Required work: How many lines in the records below contain the string "roof"? Reply with the number alone.
-- begin Dataset extract --
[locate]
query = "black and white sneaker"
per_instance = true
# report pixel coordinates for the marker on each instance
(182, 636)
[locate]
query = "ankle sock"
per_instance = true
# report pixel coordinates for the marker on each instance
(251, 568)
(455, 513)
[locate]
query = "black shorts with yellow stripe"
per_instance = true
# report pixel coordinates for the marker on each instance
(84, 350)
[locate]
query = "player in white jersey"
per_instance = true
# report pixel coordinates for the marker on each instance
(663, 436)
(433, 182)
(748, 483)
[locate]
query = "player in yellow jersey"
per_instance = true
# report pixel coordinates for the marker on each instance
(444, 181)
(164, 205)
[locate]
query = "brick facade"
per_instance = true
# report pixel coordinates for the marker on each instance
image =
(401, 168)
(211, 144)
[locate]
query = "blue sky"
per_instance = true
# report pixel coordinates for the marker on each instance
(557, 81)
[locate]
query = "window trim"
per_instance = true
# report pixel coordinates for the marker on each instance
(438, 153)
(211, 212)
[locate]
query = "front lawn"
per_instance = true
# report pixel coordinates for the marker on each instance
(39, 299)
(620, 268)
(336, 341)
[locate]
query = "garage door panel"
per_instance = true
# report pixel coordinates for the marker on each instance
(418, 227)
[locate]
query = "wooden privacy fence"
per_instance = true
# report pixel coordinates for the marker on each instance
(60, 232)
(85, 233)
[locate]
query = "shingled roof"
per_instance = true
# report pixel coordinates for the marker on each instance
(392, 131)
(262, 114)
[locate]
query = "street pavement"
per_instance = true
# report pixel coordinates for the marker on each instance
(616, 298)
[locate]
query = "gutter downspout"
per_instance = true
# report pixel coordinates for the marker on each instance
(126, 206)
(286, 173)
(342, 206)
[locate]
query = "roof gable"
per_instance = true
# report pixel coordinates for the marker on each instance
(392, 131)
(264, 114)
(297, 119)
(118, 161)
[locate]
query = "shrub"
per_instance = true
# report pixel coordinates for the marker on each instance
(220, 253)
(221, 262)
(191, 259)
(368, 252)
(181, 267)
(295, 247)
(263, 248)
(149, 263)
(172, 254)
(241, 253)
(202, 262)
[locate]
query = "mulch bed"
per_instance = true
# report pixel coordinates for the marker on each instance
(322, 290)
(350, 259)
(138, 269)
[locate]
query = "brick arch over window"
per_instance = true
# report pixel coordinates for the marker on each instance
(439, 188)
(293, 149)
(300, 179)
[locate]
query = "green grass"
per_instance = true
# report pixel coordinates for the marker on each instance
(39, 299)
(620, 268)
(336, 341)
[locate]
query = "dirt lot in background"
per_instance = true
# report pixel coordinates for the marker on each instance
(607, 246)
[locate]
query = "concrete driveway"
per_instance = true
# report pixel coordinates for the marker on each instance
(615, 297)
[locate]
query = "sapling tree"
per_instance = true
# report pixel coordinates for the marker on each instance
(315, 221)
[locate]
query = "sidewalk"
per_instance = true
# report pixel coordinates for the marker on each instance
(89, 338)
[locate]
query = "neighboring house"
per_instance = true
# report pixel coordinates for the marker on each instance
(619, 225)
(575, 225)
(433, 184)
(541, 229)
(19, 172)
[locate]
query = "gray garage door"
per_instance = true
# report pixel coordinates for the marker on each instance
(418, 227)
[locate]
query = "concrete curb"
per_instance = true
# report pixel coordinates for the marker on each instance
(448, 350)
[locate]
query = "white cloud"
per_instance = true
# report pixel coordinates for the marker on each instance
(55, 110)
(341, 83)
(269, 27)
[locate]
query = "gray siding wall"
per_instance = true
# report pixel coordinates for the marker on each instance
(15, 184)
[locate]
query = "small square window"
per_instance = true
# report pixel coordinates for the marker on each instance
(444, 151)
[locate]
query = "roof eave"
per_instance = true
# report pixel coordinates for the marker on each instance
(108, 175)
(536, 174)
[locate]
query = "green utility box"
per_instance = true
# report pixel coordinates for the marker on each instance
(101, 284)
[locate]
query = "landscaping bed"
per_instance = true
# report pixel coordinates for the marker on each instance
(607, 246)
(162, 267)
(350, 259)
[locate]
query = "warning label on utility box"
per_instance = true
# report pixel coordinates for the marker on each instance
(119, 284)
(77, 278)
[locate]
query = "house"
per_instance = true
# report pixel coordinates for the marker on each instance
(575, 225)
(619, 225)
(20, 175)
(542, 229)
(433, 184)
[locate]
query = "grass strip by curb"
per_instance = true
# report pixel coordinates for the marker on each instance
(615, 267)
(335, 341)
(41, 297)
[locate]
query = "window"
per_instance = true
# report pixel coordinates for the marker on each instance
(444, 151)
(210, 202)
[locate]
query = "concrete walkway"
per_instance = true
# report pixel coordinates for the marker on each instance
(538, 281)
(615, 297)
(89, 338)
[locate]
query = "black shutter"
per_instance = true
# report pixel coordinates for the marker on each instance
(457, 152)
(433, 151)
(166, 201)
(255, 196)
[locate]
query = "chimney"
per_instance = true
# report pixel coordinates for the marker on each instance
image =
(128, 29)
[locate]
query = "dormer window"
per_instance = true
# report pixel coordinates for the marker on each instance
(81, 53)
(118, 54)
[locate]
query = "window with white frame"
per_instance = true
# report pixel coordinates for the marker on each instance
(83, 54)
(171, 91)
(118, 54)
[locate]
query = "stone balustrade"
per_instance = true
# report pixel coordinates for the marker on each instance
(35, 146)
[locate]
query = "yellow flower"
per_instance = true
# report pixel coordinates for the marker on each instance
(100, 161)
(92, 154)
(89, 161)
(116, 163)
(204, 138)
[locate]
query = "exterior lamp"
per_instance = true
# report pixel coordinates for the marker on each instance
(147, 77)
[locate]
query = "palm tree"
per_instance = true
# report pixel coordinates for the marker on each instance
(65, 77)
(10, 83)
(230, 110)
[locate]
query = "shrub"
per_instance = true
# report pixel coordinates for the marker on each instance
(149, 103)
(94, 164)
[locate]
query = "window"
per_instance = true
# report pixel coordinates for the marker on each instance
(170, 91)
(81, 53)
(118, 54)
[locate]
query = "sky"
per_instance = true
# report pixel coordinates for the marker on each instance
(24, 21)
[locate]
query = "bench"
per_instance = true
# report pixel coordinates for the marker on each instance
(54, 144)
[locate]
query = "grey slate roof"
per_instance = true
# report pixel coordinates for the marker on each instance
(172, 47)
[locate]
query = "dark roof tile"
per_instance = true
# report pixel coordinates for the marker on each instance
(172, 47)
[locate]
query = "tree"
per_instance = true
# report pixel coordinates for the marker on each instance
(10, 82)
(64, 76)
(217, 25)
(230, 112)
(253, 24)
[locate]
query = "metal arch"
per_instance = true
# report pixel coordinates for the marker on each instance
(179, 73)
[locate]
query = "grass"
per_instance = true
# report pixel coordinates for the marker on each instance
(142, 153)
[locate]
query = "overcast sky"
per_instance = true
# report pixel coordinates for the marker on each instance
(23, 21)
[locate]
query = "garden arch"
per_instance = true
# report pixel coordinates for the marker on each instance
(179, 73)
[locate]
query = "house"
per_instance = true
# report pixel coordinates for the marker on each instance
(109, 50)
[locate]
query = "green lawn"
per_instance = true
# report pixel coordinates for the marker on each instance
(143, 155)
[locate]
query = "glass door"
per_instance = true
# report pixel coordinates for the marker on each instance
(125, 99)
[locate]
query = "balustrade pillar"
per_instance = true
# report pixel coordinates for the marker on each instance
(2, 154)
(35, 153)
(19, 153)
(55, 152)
-- end Dataset extract --
Written answer: 5